Task to carry out
Where the records below show a line containing "Query: chrome shower arm", start copying; end with the line containing "column 150, row 154", and copy it too.

(Point-per-instance localization data)
----

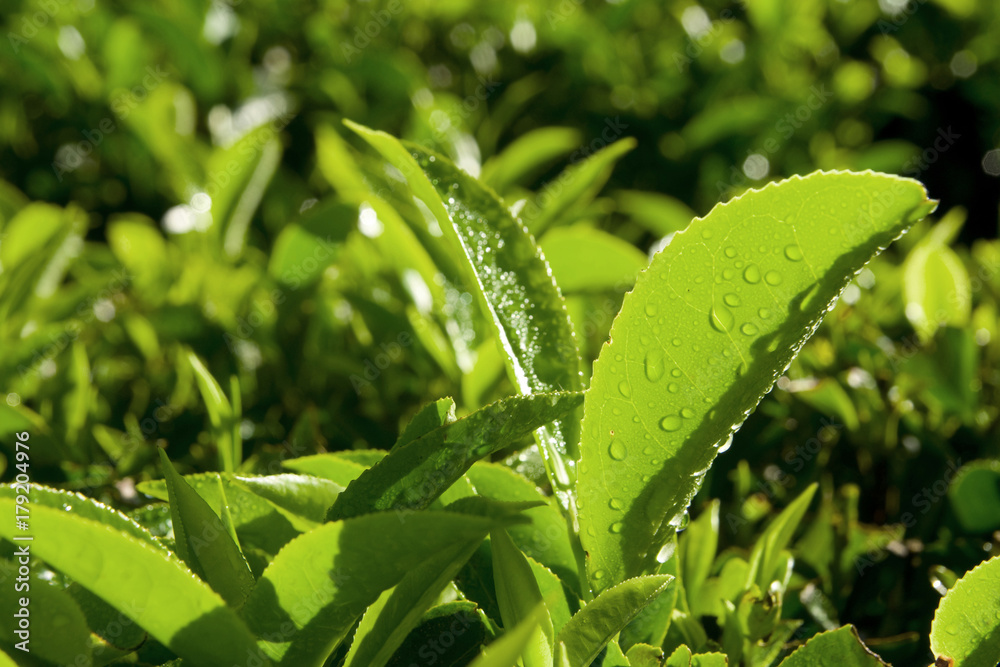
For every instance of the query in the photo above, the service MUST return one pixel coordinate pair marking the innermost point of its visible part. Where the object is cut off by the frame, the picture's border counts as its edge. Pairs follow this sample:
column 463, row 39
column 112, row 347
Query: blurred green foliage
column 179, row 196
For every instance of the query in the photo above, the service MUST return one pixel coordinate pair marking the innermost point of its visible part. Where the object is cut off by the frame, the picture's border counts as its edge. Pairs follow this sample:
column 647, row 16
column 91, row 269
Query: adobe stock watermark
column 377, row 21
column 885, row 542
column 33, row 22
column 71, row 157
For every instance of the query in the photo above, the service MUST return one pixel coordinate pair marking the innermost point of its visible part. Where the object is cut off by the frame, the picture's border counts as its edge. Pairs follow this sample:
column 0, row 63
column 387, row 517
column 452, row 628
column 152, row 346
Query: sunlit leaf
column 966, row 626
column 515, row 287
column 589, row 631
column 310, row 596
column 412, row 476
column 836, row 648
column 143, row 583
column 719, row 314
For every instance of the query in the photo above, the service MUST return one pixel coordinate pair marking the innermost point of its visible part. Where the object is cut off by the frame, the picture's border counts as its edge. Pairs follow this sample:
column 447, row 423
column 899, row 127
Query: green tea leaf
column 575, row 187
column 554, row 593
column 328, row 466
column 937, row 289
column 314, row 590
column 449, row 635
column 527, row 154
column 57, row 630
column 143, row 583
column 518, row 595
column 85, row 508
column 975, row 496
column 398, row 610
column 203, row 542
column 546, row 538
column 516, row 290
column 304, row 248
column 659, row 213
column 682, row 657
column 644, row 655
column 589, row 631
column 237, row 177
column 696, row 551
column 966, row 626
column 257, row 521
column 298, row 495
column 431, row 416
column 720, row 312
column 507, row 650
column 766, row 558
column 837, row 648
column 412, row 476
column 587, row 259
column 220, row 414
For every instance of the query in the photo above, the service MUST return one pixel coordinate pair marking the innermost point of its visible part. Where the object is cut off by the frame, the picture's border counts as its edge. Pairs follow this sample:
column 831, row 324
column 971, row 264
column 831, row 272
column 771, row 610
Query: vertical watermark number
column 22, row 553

----

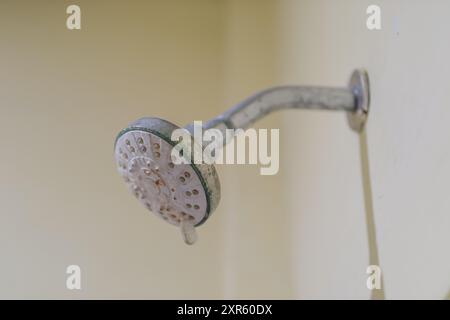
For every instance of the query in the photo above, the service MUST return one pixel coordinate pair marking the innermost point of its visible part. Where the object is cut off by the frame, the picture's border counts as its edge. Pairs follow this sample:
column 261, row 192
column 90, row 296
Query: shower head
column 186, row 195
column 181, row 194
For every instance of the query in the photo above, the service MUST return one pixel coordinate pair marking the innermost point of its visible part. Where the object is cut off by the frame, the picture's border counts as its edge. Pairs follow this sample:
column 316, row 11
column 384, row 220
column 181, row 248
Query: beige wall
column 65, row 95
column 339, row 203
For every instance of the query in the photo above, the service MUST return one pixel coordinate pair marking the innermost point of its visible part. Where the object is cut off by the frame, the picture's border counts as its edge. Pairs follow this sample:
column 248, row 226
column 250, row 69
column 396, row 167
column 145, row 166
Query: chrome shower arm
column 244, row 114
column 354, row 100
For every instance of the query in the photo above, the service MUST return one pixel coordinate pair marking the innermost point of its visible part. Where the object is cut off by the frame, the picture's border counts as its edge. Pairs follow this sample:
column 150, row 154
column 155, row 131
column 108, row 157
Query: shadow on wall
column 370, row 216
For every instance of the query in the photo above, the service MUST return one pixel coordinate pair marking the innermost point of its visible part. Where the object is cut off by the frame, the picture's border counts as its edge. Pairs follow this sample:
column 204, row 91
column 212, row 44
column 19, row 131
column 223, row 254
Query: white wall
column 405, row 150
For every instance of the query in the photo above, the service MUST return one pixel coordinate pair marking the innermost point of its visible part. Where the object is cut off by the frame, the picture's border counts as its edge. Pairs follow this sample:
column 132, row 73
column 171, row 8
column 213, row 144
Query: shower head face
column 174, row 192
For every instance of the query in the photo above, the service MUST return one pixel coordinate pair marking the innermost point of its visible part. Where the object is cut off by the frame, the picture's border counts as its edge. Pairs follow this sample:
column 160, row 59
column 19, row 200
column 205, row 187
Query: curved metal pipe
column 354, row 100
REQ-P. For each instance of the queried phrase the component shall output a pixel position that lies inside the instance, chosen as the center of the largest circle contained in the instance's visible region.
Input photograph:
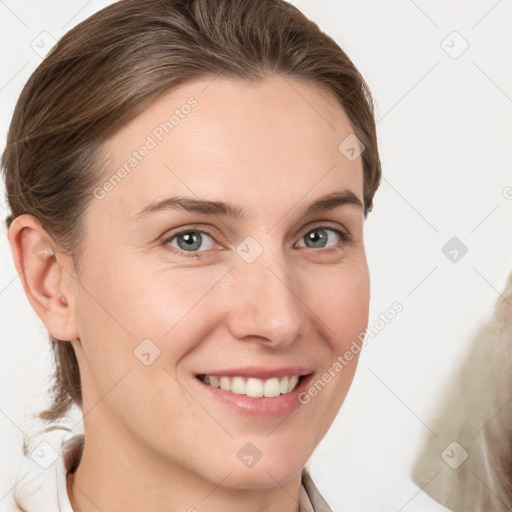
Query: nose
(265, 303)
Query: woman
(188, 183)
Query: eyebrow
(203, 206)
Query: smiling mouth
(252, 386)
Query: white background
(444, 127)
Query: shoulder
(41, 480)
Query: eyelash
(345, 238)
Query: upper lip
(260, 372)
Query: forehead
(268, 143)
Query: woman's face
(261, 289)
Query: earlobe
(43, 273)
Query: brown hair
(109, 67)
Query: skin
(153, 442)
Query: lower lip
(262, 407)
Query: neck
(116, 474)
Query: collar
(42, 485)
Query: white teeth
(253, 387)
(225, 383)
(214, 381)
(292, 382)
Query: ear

----

Exercise response
Query: chrome shower arm
column 244, row 114
column 354, row 100
For every instance of the query in the photo above, the service MUST return one pixel coordinate pair marking the innermost point of its visible part. Where the object is cut off by the frame, the picture's border counts as its edge. Pairs follow this sample:
column 150, row 154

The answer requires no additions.